**Dataset entries**
####################

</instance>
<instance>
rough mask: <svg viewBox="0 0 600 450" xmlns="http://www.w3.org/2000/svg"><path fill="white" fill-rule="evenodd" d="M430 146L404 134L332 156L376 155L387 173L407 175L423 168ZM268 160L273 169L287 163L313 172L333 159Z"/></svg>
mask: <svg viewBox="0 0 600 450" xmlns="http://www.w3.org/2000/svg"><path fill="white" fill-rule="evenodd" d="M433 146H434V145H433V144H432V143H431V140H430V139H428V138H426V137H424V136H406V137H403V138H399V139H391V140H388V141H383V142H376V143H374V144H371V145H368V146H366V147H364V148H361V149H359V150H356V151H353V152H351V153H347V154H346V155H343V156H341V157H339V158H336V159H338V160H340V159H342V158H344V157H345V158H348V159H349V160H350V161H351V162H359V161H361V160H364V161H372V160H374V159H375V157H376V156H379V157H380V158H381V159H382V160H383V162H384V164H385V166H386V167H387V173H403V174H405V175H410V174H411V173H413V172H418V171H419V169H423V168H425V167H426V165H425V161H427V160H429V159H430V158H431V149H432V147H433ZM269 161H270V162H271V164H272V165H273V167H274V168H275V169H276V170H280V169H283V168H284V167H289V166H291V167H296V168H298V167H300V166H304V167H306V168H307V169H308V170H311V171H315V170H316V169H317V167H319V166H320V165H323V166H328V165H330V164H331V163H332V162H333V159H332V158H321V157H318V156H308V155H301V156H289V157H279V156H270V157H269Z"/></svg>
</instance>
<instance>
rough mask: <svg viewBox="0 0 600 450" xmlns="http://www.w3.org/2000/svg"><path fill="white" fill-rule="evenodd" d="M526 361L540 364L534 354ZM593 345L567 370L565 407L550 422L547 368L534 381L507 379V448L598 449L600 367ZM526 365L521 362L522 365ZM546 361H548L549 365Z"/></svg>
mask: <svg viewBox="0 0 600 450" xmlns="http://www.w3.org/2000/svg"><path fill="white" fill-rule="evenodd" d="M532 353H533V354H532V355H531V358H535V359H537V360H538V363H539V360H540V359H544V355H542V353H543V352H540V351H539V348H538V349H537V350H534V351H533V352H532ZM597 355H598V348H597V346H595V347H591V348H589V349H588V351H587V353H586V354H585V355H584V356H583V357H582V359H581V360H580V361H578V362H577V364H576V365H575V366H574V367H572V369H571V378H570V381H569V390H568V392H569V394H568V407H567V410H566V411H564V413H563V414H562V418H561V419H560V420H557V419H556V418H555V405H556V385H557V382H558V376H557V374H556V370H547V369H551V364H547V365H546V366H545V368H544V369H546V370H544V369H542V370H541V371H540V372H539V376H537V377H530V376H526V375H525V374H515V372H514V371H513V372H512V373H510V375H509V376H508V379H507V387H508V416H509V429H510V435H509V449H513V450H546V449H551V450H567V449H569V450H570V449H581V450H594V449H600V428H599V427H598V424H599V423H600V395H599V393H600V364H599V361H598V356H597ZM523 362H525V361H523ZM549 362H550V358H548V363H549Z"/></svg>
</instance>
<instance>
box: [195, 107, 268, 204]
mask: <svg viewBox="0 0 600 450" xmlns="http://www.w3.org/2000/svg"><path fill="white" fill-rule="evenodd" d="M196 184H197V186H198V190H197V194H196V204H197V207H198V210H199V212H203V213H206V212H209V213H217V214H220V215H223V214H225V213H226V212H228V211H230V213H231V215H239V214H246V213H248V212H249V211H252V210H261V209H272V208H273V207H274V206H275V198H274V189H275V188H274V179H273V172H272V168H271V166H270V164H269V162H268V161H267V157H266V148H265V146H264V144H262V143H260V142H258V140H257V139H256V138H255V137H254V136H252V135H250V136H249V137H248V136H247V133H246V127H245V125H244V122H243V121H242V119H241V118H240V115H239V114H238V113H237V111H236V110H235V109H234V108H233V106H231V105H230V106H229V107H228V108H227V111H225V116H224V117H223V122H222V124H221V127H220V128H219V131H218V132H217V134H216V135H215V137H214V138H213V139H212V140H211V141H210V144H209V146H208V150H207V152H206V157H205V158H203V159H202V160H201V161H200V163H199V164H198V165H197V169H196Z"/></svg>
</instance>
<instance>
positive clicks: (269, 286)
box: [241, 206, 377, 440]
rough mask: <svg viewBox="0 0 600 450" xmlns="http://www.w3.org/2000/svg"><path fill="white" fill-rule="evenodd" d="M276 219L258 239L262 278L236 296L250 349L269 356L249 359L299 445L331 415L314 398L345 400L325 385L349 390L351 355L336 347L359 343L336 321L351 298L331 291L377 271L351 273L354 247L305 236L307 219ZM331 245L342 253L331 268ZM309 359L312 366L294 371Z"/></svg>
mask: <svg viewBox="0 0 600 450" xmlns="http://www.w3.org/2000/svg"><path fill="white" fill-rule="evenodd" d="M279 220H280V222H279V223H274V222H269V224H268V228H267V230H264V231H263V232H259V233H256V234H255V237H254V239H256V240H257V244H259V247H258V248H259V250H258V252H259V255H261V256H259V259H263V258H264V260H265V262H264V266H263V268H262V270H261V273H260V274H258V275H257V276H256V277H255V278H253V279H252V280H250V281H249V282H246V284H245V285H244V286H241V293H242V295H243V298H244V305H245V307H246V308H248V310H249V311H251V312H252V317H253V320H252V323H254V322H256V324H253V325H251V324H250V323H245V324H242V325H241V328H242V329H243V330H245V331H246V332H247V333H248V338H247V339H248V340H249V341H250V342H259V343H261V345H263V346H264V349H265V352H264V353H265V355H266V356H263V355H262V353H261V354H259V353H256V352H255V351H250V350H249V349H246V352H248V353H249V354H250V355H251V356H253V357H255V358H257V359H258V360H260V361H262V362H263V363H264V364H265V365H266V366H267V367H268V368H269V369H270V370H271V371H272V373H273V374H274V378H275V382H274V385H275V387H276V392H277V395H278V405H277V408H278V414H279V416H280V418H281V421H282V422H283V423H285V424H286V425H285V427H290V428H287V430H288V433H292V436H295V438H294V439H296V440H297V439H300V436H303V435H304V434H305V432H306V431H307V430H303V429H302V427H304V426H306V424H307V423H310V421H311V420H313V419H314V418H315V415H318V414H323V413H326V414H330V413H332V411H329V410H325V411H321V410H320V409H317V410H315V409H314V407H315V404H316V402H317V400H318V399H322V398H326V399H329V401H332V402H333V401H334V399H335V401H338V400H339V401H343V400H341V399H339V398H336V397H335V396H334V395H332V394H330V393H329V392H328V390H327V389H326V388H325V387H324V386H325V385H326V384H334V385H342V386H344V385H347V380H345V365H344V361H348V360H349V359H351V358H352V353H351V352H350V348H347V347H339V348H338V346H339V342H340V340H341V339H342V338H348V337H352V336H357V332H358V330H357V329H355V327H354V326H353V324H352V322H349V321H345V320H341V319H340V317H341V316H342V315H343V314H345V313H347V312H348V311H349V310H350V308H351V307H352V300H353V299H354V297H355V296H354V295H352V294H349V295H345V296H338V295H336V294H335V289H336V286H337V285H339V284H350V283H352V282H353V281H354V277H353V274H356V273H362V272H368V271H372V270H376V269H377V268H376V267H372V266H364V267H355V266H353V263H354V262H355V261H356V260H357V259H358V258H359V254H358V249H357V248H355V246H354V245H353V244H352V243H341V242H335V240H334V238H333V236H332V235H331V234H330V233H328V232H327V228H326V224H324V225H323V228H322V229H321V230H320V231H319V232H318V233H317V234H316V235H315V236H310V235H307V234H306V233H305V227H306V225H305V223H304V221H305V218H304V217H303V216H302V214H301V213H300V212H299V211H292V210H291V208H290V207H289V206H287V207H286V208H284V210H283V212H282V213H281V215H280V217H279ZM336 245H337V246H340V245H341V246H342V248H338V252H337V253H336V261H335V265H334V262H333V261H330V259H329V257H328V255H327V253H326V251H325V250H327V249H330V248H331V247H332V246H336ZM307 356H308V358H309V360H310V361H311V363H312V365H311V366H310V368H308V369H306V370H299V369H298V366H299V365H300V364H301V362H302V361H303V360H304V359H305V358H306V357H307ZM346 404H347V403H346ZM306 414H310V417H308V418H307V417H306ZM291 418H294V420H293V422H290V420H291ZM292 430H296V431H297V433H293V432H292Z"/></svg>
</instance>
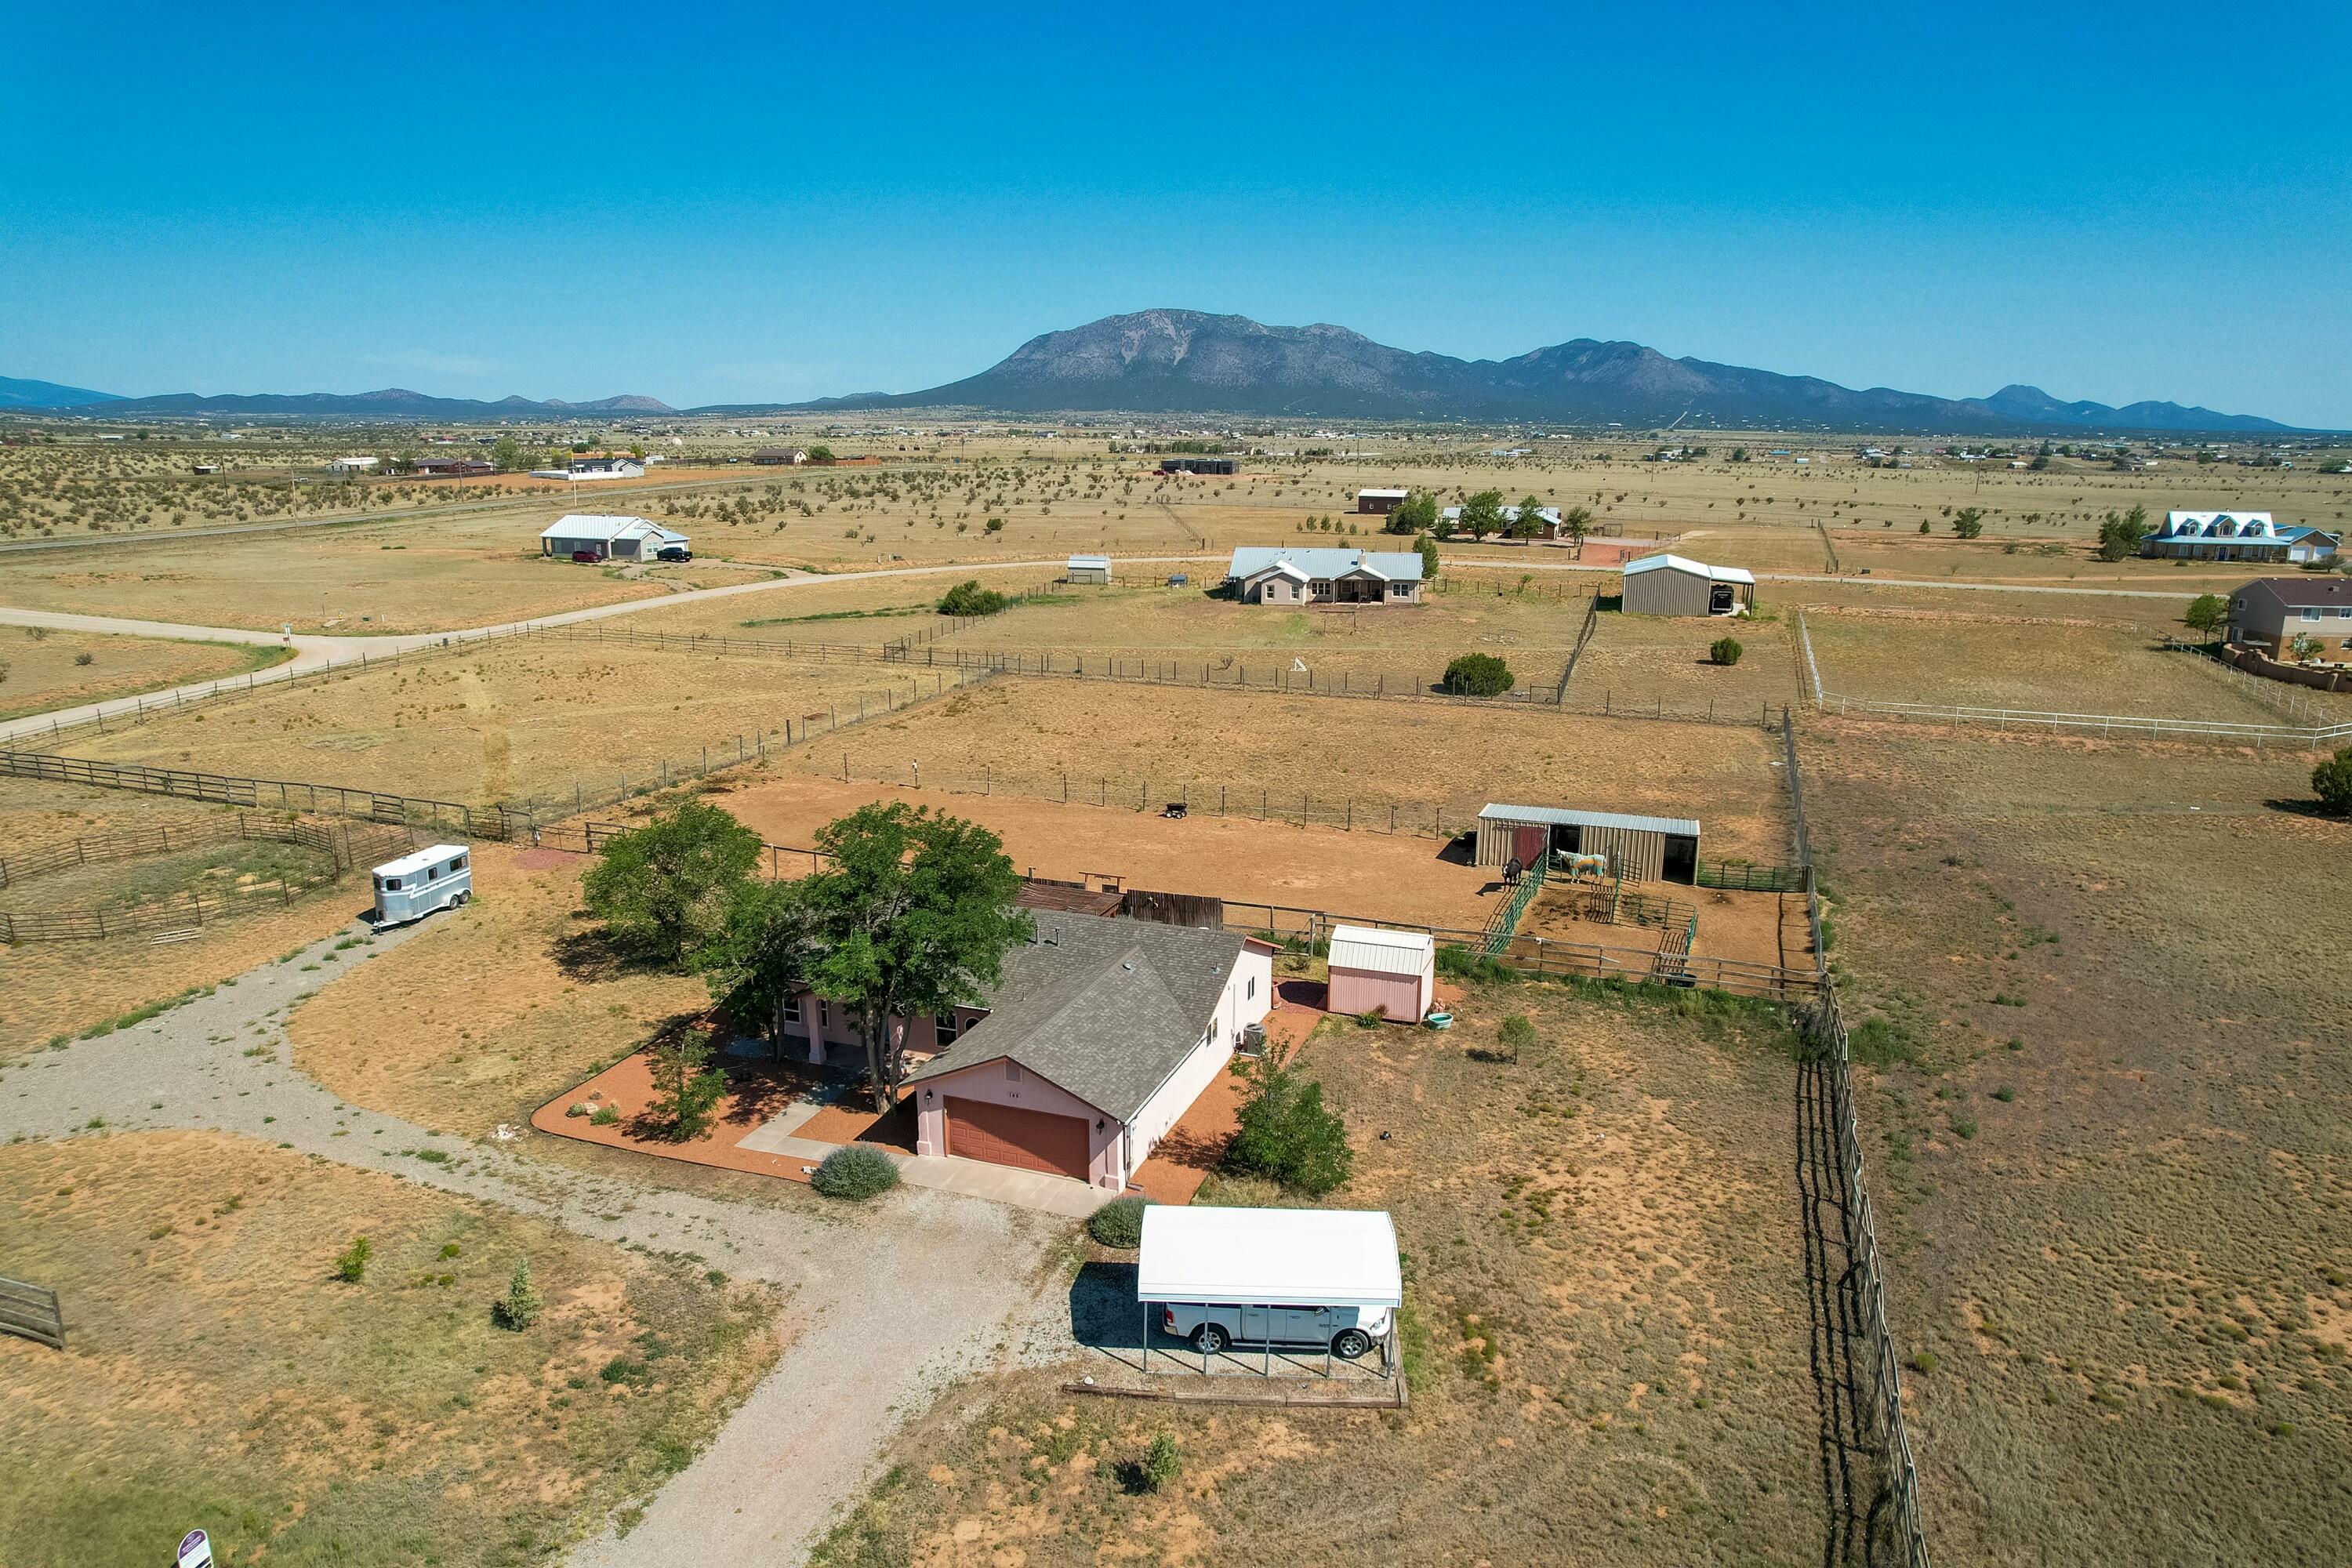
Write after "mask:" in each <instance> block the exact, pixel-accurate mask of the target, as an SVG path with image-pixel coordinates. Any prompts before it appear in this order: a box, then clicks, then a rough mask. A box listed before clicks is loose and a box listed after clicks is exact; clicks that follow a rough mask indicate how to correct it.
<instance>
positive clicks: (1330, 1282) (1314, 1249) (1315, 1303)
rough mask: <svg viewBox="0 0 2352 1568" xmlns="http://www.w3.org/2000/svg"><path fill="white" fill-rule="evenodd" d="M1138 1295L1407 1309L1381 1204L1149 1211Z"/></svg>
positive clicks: (1260, 1301)
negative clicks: (1361, 1207)
mask: <svg viewBox="0 0 2352 1568" xmlns="http://www.w3.org/2000/svg"><path fill="white" fill-rule="evenodd" d="M1136 1295H1138V1298H1141V1300H1148V1302H1202V1305H1240V1307H1263V1305H1270V1302H1298V1305H1312V1307H1402V1305H1404V1267H1402V1265H1399V1262H1397V1227H1395V1222H1390V1218H1388V1213H1385V1211H1381V1208H1183V1206H1174V1204H1152V1206H1150V1208H1145V1211H1143V1248H1141V1253H1138V1267H1136Z"/></svg>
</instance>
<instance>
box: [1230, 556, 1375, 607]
mask: <svg viewBox="0 0 2352 1568" xmlns="http://www.w3.org/2000/svg"><path fill="white" fill-rule="evenodd" d="M1225 581H1228V583H1230V585H1232V597H1237V599H1240V602H1242V604H1289V607H1298V604H1421V552H1418V550H1350V548H1338V545H1310V548H1303V550H1287V548H1263V545H1242V548H1240V550H1235V552H1232V564H1230V567H1228V569H1225Z"/></svg>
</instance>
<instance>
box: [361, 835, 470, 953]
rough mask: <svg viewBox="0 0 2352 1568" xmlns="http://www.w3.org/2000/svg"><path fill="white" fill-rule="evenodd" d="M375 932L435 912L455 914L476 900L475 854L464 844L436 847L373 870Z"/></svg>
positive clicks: (454, 844) (408, 921)
mask: <svg viewBox="0 0 2352 1568" xmlns="http://www.w3.org/2000/svg"><path fill="white" fill-rule="evenodd" d="M374 879H376V912H374V917H372V919H369V924H372V926H374V929H376V931H383V929H388V926H405V924H409V922H412V919H423V917H426V914H430V912H433V910H452V907H456V905H461V903H466V900H468V898H473V853H470V851H468V849H466V846H463V844H433V846H430V849H419V851H416V853H407V856H400V858H397V860H386V863H383V865H379V867H376V870H374Z"/></svg>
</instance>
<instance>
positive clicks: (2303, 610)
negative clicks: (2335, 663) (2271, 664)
mask: <svg viewBox="0 0 2352 1568" xmlns="http://www.w3.org/2000/svg"><path fill="white" fill-rule="evenodd" d="M2296 637H2310V639H2312V642H2317V644H2321V649H2324V651H2326V654H2333V656H2336V658H2343V656H2345V654H2343V651H2345V649H2352V581H2347V578H2340V576H2265V578H2256V581H2251V583H2246V585H2244V588H2239V590H2237V592H2232V595H2230V642H2234V644H2237V646H2246V649H2263V651H2265V654H2270V656H2272V658H2281V661H2288V658H2293V644H2296Z"/></svg>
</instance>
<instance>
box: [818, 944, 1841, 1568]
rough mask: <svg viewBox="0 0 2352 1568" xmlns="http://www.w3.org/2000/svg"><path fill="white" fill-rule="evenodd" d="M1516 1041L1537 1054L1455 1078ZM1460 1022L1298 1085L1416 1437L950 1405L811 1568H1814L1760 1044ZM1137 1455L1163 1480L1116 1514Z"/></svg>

####################

**WORK REQUEST**
From the line holding "box: [361, 835, 470, 953]" to the line holding "932L435 912L455 914L476", inclusive, restate each line above exactly as written.

**WRITTEN ANSWER**
box: [361, 835, 470, 953]
rough mask: <svg viewBox="0 0 2352 1568" xmlns="http://www.w3.org/2000/svg"><path fill="white" fill-rule="evenodd" d="M375 932L435 912L455 914L476 900L475 854L464 844L436 847L373 870Z"/></svg>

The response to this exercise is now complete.